■ EXCERPT TO READ:
It looks like you’re going to spend a chunk of the summer in Europe, and then you’re going to tour North America in the fall. Does it feel a little surreal to have tour dates booked like that?

“Yeah. I’ve been on the road myself since last September, and it’s varying degrees of things panning out and things being postponed. It’s all been pretty good. The first kind of trip anywhere feels bizarre. It’s something you’re so used to, but then it’s been taken away, and you haven’t done it so long now that it’s kind of strange. But there is an evident feeling out there of people being really excited to be back at shows. To really be seeing the bands they love and singing along.

“And we just wrapped up a couple of tours now. We just wrapped up a quick Midwest run of shows. Some of those cities are the best cities for our band in the U.S. Specifically in Cleveland and Chicago, and those shows were insane. And it feels great to be back out there; there’s definitely an extra kind of gravity to everything; there’s more weight to things. You want people to feel safe at your show.

“That was always the case, but now there’s on top of all the other reasons, there is everything we’ve just all lived through. You want to make people sure that we understand the responsibility; we want to make sure that everyone feels comfortable. We also want to make sure everyone’s having fun. And we want to make sure we’re having fun, that we are safe, and that everyone’s kind of taking care of everyone. It’s impossible to control all those things, but at the same time, it’s the very least you can do is to be mindful of this kind of stuff, to just kind of enjoy it. Not enjoy it while it lasts, but enjoy it because we know that it was taken away from everyone that does this for a living, or even just as a fan so quickly.

“So I think everyone in maybe my position and is a lover of music, and a concertgoer’s position has that in the back of their mind. Let’s enjoy it because you never know. But it is surreal. We went to the UK in May, and that was very surreal to get off the plane and feel like, ‘ok, there’s an ocean between us and where we live!’ It was very reminiscent of going to places for the first time back in the day.”

■ EXTRACTED ENTRIES:
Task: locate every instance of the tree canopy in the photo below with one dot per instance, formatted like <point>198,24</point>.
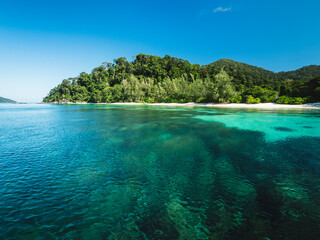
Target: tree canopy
<point>169,79</point>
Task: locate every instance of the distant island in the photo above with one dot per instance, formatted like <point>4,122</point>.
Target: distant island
<point>153,79</point>
<point>6,100</point>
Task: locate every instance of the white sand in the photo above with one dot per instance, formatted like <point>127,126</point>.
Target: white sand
<point>232,105</point>
<point>224,105</point>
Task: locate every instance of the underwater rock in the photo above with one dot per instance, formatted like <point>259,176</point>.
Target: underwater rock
<point>283,129</point>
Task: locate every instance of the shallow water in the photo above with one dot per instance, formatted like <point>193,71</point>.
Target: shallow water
<point>158,172</point>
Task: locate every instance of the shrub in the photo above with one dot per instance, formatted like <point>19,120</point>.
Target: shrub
<point>252,100</point>
<point>291,100</point>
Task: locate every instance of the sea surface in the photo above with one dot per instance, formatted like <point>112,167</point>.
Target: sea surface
<point>158,172</point>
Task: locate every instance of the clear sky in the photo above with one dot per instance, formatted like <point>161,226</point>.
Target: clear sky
<point>44,42</point>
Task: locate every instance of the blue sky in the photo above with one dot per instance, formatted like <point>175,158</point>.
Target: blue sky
<point>44,42</point>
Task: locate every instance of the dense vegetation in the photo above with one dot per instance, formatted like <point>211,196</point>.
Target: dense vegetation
<point>154,79</point>
<point>6,100</point>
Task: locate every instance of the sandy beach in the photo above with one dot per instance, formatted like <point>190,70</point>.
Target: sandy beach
<point>231,105</point>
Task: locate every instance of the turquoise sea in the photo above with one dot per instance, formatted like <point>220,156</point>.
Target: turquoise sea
<point>158,172</point>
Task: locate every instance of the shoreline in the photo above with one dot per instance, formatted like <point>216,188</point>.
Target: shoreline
<point>221,105</point>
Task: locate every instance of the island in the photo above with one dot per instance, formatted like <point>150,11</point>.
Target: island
<point>153,79</point>
<point>6,100</point>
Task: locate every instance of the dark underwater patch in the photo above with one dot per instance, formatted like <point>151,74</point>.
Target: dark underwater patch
<point>283,129</point>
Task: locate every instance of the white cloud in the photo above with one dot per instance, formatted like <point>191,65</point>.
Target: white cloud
<point>221,9</point>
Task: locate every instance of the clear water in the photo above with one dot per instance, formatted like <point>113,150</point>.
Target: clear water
<point>155,172</point>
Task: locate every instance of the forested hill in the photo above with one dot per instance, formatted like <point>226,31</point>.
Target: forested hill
<point>6,100</point>
<point>303,74</point>
<point>168,79</point>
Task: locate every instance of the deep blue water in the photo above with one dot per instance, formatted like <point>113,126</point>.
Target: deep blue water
<point>156,172</point>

■ EXERCISE A:
In the interview excerpt, which two cities are singled out as among the best for the band in the U.S.?
■ EXERCISE B:
Reproduce word for word the part of the interview excerpt that opens with the words containing "It looks like" and closes with "booked like that?".

■ PROBLEM SOLUTION A:
Cleveland and Chicago.

■ PROBLEM SOLUTION B:
It looks like you’re going to spend a chunk of the summer in Europe, and then you’re going to tour North America in the fall. Does it feel a little surreal to have tour dates booked like that?